[START OF Provided passage]

The number of agents at any time period cannot exceed the maximum value, so links are operating in the free flow mode. The relationship can be formulated as Equation (5):

$${{\displaystyle \sum }}_a{x}_a\left(i,j,t,t^{\prime }\right)\le cap\left(i,j\right), \forall t,t^{\prime }\in T$$

(5)

Usually, agents prefer to wait at home rather than getting caught in traffic, so waiting costs at origins and destinations can be ignored compared with other space–time arc costs, as Equation (6) shows:

$$c_a\left(i,i,t,t^{\prime }\right)\le \epsilon , iϵ\left\{{\beta }^O,{\beta }^D\right\}$$

(6)

Our space–time model is a mixed-integer programming (MIP) model, and we would like to compare our proposed model with a related link-based system, the optimal dynamic traffic assignment (DTA) mathematical programming model proposed by Lasdon and Luo (1994) [67]. Their link-based model aims to find a system optimal routing solution with a fixed departure time based on a given exit function. Compared with this typical exit function-based DTA optimization model, our proposed agent-based model has the following unique features: (1) our agent-based reservation model provides a reservation solution for each user by embedding the complex end-to-end time window in the space–time network construct; (2) our scheduling problem is modeled as a timetabling problem using a space–time network representation; and (3) the users’ departure times are intended to be flexible within a given time window to offer a system optimal solution. A detailed comparison of the equations is listed in the last of Section 5. In future research, we need to further extend the model to consider the minimum expected disutility of path travel times, as studied in the paper by Huang and Gao (2012) [68].

[END OF Provided passage]
[START OF Information provided]

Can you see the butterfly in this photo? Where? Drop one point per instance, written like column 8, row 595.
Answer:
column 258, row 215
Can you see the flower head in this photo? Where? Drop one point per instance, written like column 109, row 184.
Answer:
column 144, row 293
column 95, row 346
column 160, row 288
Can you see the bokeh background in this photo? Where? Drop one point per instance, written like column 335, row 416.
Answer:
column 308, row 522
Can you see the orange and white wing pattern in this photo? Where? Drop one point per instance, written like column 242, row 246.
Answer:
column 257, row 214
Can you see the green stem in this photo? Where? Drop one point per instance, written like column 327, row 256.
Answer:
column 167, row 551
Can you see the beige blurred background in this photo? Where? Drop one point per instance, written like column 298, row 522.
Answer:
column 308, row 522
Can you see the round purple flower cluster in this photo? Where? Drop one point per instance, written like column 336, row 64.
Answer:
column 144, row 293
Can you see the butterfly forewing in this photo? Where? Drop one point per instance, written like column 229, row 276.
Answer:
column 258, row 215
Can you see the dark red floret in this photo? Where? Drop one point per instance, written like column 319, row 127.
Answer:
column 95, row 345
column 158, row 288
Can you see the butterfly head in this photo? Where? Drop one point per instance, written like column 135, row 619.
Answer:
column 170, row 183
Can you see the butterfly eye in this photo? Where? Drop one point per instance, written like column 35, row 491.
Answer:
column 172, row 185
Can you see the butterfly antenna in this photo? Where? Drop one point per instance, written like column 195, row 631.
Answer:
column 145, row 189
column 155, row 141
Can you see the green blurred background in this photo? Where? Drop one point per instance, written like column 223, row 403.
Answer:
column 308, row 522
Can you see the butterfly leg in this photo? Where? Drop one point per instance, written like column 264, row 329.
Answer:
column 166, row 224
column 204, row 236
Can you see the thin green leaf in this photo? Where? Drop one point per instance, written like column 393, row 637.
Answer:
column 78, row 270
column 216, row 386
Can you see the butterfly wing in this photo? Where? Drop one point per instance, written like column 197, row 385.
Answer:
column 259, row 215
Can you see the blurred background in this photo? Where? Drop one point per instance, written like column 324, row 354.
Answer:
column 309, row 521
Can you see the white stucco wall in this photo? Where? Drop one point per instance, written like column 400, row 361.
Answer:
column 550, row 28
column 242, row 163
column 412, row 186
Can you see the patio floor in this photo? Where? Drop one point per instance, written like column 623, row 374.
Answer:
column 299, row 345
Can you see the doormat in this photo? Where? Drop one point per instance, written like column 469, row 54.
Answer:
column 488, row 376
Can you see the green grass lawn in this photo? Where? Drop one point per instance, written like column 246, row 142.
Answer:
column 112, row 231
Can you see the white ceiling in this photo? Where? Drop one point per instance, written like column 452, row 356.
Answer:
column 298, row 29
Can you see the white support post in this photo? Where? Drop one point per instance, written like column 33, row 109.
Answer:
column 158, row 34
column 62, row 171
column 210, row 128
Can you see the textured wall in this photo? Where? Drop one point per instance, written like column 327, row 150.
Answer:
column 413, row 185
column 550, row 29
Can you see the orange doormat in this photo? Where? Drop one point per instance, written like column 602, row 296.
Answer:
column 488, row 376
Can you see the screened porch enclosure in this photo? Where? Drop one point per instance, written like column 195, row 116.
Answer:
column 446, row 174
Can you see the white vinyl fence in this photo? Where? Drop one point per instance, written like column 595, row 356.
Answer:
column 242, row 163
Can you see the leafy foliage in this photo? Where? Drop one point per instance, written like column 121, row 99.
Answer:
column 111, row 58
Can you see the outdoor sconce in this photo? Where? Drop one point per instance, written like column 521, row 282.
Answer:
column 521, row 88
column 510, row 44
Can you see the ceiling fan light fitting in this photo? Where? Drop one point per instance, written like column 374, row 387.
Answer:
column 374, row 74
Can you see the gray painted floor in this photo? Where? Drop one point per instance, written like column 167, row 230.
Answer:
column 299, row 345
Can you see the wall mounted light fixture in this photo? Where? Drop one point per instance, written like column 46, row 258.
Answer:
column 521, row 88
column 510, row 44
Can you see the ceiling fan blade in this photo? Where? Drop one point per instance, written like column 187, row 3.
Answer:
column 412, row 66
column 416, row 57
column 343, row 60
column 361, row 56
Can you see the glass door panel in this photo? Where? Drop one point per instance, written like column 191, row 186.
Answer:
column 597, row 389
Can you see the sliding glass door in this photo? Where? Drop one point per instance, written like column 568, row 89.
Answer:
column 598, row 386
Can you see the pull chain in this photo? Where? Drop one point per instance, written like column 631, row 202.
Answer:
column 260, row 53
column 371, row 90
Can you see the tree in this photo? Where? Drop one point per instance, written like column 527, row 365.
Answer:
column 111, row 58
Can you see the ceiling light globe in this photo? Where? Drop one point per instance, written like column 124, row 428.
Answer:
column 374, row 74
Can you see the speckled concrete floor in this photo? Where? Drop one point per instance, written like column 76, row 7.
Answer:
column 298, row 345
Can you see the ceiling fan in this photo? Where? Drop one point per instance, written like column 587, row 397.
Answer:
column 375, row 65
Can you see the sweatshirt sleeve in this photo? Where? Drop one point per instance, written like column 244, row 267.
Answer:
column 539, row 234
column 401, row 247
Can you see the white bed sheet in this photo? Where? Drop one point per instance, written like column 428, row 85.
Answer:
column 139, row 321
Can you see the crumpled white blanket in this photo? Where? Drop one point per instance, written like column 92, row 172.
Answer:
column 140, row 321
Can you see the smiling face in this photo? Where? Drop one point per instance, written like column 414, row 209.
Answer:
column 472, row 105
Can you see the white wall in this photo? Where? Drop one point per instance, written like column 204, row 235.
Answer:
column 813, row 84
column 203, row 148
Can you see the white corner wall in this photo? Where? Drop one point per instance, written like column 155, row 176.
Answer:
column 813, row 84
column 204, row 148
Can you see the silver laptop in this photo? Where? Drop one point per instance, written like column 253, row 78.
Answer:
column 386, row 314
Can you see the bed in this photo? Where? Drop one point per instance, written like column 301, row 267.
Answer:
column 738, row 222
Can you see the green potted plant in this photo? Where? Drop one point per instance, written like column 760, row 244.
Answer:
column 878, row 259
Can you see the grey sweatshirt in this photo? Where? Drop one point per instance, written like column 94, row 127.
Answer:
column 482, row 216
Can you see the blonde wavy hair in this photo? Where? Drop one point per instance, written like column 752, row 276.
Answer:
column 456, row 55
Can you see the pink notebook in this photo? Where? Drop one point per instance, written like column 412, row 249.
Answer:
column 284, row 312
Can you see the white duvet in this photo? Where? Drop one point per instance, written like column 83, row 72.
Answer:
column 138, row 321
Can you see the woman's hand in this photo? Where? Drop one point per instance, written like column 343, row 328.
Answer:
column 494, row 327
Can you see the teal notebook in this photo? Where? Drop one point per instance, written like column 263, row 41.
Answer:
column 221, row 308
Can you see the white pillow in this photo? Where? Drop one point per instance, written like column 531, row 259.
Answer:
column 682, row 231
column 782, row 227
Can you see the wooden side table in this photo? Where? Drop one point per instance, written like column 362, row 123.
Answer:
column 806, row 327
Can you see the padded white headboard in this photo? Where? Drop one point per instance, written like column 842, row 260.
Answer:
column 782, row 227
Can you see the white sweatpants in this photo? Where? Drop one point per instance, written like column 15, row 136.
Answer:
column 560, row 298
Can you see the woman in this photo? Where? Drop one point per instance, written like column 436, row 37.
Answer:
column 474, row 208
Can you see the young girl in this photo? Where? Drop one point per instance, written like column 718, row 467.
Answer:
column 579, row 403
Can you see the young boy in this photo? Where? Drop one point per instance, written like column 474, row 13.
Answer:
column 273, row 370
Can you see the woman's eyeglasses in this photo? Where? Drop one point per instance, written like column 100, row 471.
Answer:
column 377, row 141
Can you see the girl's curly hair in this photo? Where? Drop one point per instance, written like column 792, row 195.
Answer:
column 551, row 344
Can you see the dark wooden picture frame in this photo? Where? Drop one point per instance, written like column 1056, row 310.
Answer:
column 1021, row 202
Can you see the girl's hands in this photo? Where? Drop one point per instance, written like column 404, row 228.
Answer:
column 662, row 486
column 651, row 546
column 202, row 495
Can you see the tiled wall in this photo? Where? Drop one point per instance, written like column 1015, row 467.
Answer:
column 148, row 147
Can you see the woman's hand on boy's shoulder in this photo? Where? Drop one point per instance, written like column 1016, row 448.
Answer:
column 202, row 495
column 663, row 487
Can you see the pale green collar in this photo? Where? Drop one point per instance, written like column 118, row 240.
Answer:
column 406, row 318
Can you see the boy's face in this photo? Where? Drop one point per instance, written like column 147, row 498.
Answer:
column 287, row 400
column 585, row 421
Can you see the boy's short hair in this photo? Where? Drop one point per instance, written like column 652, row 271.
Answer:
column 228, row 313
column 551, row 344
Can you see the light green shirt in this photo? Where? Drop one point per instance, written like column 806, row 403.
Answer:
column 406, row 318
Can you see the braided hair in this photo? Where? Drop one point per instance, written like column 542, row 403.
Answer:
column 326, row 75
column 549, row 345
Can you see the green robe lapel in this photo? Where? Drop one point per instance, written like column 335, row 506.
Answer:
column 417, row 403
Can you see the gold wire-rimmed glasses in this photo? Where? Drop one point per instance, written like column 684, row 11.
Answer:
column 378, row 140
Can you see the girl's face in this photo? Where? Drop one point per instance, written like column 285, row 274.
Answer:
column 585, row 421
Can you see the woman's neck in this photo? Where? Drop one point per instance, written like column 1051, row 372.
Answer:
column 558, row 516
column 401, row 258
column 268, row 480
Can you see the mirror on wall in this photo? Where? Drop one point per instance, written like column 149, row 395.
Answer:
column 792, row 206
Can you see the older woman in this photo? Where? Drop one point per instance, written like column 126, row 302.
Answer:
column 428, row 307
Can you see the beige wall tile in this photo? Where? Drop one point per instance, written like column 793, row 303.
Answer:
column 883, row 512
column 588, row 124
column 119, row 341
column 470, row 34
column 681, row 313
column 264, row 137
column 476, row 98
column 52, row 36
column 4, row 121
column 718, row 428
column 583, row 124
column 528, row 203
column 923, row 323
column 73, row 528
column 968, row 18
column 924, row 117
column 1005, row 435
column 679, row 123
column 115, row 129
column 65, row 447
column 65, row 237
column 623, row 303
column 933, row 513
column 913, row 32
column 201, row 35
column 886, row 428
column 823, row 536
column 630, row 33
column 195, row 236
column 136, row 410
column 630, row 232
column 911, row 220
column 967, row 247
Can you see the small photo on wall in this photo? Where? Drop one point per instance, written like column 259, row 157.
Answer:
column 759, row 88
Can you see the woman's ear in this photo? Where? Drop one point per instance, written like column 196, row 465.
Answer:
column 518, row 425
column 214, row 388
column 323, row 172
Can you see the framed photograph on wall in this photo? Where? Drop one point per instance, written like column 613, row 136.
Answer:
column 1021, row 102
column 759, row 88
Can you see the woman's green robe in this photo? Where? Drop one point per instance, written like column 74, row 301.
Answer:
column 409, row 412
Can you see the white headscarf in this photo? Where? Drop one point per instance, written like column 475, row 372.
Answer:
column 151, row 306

[END OF Information provided]

= Work required =
Write out the full passage on the space–time reservation model, word for word and with its equations.

= Exercise solution =
The number of agents at any time period cannot exceed the maximum value, so links are operating in the free flow mode. The relationship can be formulated as Equation (5):

$${{\displaystyle \sum }}_a{x}_a\left(i,j,t,t^{\prime }\right)\le cap\left(i,j\right), \forall t,t^{\prime }\in T$$

(5)

Usually, agents prefer to wait at home rather than getting caught in traffic, so waiting costs at origins and destinations can be ignored compared with other space–time arc costs, as Equation (6) shows:

$$c_a\left(i,i,t,t^{\prime }\right)\le \epsilon , iϵ\left\{{\beta }^O,{\beta }^D\right\}$$

(6)

Our space–time model is a mixed-integer programming (MIP) model, and we would like to compare our proposed model with a related link-based system, the optimal dynamic traffic assignment (DTA) mathematical programming model proposed by Lasdon and Luo (1994) [67]. Their link-based model aims to find a system optimal routing solution with a fixed departure time based on a given exit function. Compared with this typical exit function-based DTA optimization model, our proposed agent-based model has the following unique features: (1) our agent-based reservation model provides a reservation solution for each user by embedding the complex end-to-end time window in the space–time network construct; (2) our scheduling problem is modeled as a timetabling problem using a space–time network representation; and (3) the users’ departure times are intended to be flexible within a given time window to offer a system optimal solution. A detailed comparison of the equations is listed in the last of Section 5. In future research, we need to further extend the model to consider the minimum expected disutility of path travel times, as studied in the paper by Huang and Gao (2012) [68].